In [None]:
#mount your drive first - you can do it once
from google.colab import drive
drive.mount('/content/drive')

Mounted at /content/drive


In [None]:
#importing necessary modules
import numpy as np
import pandas as pd
import torch
import torch.nn as nn
import torch.nn.functional as F
from torch.utils.data import DataLoader, Dataset
from PIL import Image
import os

In [None]:
#let's read the main csv file from our drive
data_path = "/content/drive/MyDrive/ML_Project_Folder/project/datasets/fer2013"
csv_path = os.path.join(data_path, 'fer2013.csv')
data_df = pd.read_csv(csv_path)

In [None]:
#shuffle indices of the training set separate the test data from the validation data
#let's also add some random.seed for the reproducibility of the code
from sklearn.model_selection import train_test_split
X_train, X_val, y_train, y_val = train_test_split(data_df['pixels'], data_df['emotion'], test_size=0.2, shuffle=True, random_state=42)
X_val, X_test, y_val, y_test = train_test_split(X_val, y_val, test_size=0.5, shuffle=False, random_state=42)

In [None]:
#convert each of the training and the validation datasets into dataframes
new_train = pd.DataFrame(data=X_train)
new_train['emotion'] = y_train
new_val = pd.DataFrame(data=X_val)
new_val['emotion'] = y_val
new_test = pd.DataFrame(data=X_test)
new_test['emotion'] = y_test

In [None]:
#now make directories to store each of the images of each categories from the pixels
os.mkdir(os.path.join(data_path, 'train'))

• DATASET ROWS:
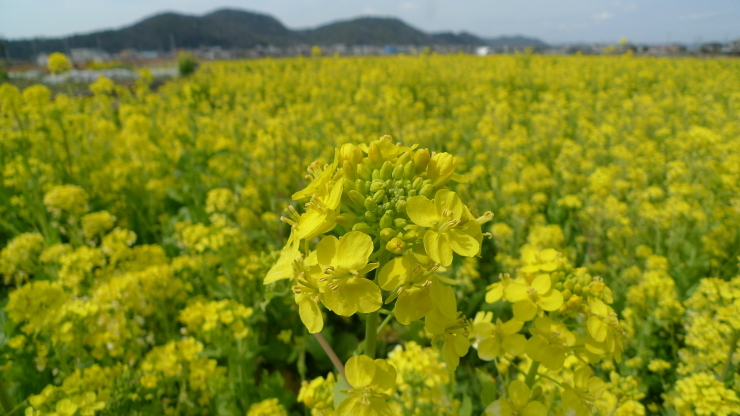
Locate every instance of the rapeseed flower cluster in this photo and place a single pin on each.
(137, 227)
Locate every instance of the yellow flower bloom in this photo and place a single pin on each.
(496, 340)
(371, 381)
(344, 263)
(517, 404)
(532, 297)
(411, 282)
(550, 343)
(445, 323)
(580, 396)
(451, 227)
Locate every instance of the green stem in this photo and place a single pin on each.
(728, 362)
(371, 333)
(330, 353)
(371, 321)
(532, 374)
(5, 399)
(385, 322)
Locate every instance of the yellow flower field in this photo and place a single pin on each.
(404, 235)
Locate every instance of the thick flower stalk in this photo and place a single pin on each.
(378, 224)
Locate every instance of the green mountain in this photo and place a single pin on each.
(238, 29)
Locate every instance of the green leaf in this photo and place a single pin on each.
(467, 407)
(338, 395)
(488, 392)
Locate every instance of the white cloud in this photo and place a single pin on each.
(407, 5)
(602, 16)
(698, 16)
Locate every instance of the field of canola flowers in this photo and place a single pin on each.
(536, 235)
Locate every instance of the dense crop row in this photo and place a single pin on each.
(138, 228)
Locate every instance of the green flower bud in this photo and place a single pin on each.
(374, 156)
(387, 233)
(357, 198)
(370, 205)
(399, 223)
(386, 172)
(386, 221)
(417, 183)
(410, 236)
(427, 191)
(404, 158)
(421, 159)
(378, 197)
(396, 246)
(364, 172)
(350, 170)
(409, 170)
(376, 185)
(398, 172)
(364, 227)
(360, 186)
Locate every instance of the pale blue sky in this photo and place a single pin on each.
(555, 21)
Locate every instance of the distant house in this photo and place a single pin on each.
(85, 55)
(42, 59)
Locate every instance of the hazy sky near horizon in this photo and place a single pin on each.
(554, 21)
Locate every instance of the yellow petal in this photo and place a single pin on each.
(335, 196)
(413, 304)
(360, 371)
(283, 268)
(352, 295)
(358, 406)
(536, 347)
(444, 300)
(524, 310)
(462, 243)
(515, 344)
(512, 326)
(462, 345)
(353, 251)
(542, 283)
(534, 408)
(597, 306)
(385, 376)
(452, 359)
(326, 251)
(489, 349)
(445, 199)
(438, 247)
(551, 301)
(495, 292)
(596, 328)
(394, 273)
(310, 313)
(553, 357)
(518, 393)
(516, 291)
(422, 211)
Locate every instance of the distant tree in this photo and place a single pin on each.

• TASKS TO COMPLETE:
(A) List every module that the fer2013 notebook code loads with a plain import statement, leaving out the lines that begin with "from". Include any alias given.
(B) Answer these questions about the fer2013 notebook code:
(i) At what path is the drive mounted?
(ii) What test_size does the first call to train_test_split use?
(iii) What is the name of the directory that os.mkdir creates?
(C) Pick up the fer2013 notebook code after its last line and continue it.

• ANSWERS BELOW:
(A) numpy (as np), pandas (as pd), torch, torch.nn (as nn), torch.nn.functional (as F), os

(B)
(i) /content/drive
(ii) 0.2
(iii) train

(C)
os.mkdir(os.path.join(data_path, 'validation'))
os.mkdir(os.path.join(data_path, 'test'))

In [None]:
#WARNING - EXECUTE THIS CELL ONLY ONCE, create a directory of each of the emotions
em_dict = {0: 'angry', 1: 'disgust', 2: 'fear', 3: 'happy', 4: 'sad', 5: 'surprise', 6: 'neutral'}
os.chdir(data_path)
train_path = os.path.join(data_path, 'train')
validation_path = os.path.join(data_path, 'validation')
test_path = os.path.join(data_path, 'test')
for key in em_dict.keys():
  os.chdir(train_path)
  os.mkdir(em_dict[key])
  os.chdir(validation_path)
  os.mkdir(em_dict[key])
  os.chdir(test_path)
  os.mkdir(em_dict[key])

In [None]:
#save the images to their corresponding folder paths
def get_data(data_file, path_file):
  counter_each = {'angry': 0, 'sad': 0, 'happy': 0, 'neutral': 0, 'disgust': 0, 'fear': 0, 'surprise': 0}
  for (ind, row) in data_file.iterrows():
    emotion = em_dict[row['emotion']]
    emotion_path = os.path.join(path_file, emotion)
    img = np.fromstring(row['pixels'], dtype='uint8', sep=' ')
    img = img.reshape((48, 48))
    image = Image.fromarray(img)
    counter_each[emotion] += 1
    filename = f'{emotion}{counter_each[emotion]}.jpg'
    image_path = os.path.join(emotion_path, filename)  
    image.save(image_path)

In [None]:
#saving each images on the training set
get_data(new_train, train_path)

In [None]:
#saving each images on the validation set
get_data(new_val, validation_path)

In [None]:
#saving each images on the test set
get_data(new_test, test_path)